Lobbyists have both access and funding from the real estate world to promote their agendas.

And agencies such as the Downtown Alliance can tap in to both private and taxpayer monies to market and promote their agendas.

This is hardly a level playing field for the ordinary citizens who just want their voices to have an even say when public assets are at stake.

I hope you and others elected to protect the public's interests will be able to hold those accountable in a meaningful way for what few believe to be just a "mistake."  Walking the legal edges of the law and crossing boundaries to see what one can get away with should not be tolerated.

2)  Re:  The amendment itself:

I am opposed to it as it stands.

It provides even greater rewards to building owners who have already reaped the benefit of increased bonus height for their now "undesirable" POPS (privately owned public spaces); and who  have continued year after year to reap those benefits in the ongoing rentals of those additional floors.

As outlined, the amendment would enrich them once again at the expense of some ill-defined public benefit trade off.

------------------------------------

# Tasks to carry out
a - Repeat the comment on the POPS amendment word for word, from "2)  Re:  The" to "benefit trade off.".
b - Carry on the comment on the POPS amendment, starting right after its last sentence.
The records play no part in this work.

[Excerpts from a point labeling dataset]
------------------------------------

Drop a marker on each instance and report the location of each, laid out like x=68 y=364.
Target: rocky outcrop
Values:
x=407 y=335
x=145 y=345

------------------------------------

# Per-task outputs
a -
2)  Re:  The amendment itself:

I am opposed to it as it stands.

It provides even greater rewards to building owners who have already reaped the benefit of increased bonus height for their now "undesirable" POPS (privately owned public spaces); and who  have continued year after year to reap those benefits in the ongoing rentals of those additional floors.

As outlined, the amendment would enrich them once again at the expense of some ill-defined public benefit trade off.

b -
A suggestion: Define the public benefit in terms of a real monetary amount - weighed against the initial land value and ongoing revenue that buildings will continue to receive benefit from - to be put into an ongoing Water Street Public Plaza Benefit Fund that does not end at the day of an arcade "infill."

As noted in write-ups in support of the amendment, building owners have done little to nothing to maintain their "public" plazas to date. Required ongoing monetary input would remove this plaza maintenance "burden" from building owners who have heretofore turned away from this responsibility.

With a clearly defined and guaranteed public benefit, I think we could all win.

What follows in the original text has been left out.